El polvo rojo del desierto cubre el cielo. Desde mi ventana, observo que el firmamento se torna de un color anaranjado y apocalíptico que, en el fondo, se compadece bien con estos tiempos de crispación, enfermedad y guerra. Sopla el siroco a miles de kilómetros, en un recóndito rincón de nuestro sur africano, y sobre el enlosado de mi patio la lluvia deja lágrimas de barro sanguinolento. ¡El mundo es tan pequeño! La calima, invadiéndolo todo, nos deja también lecciones silenciosas contra la soberbia humana. Nos creemos únicos y especiales, seres extraordinarios capaces de dominar el planeta y controlarlo todo y, sin embargo, un estornudo en el Sáhara nos sumerge en un mar de arena que contamina el aire y engrosa las arcas de los lavacoches.

### Pruébalo
¿Puedes devolver, sin cambiar nada, el fragmento del texto sobre la calima que va de "El polvo rojo" a "de los lavacoches.", ambos incluidos? Las líneas no tienen ninguna relación con el texto sobre la calima.

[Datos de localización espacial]
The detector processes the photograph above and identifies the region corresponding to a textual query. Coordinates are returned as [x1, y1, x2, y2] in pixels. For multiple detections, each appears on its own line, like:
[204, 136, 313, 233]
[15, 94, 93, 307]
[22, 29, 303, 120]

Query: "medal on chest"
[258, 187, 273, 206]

### Ejercicio resuelto
El polvo rojo del desierto cubre el cielo. Desde mi ventana, observo que el firmamento se torna de un color anaranjado y apocalíptico que, en el fondo, se compadece bien con estos tiempos de crispación, enfermedad y guerra. Sopla el siroco a miles de kilómetros, en un recóndito rincón de nuestro sur africano, y sobre el enlosado de mi patio la lluvia deja lágrimas de barro sanguinolento. ¡El mundo es tan pequeño! La calima, invadiéndolo todo, nos deja también lecciones silenciosas contra la soberbia humana. Nos creemos únicos y especiales, seres extraordinarios capaces de dominar el planeta y controlarlo todo y, sin embargo, un estornudo en el Sáhara nos sumerge en un mar de arena que contamina el aire y engrosa las arcas de los lavacoches.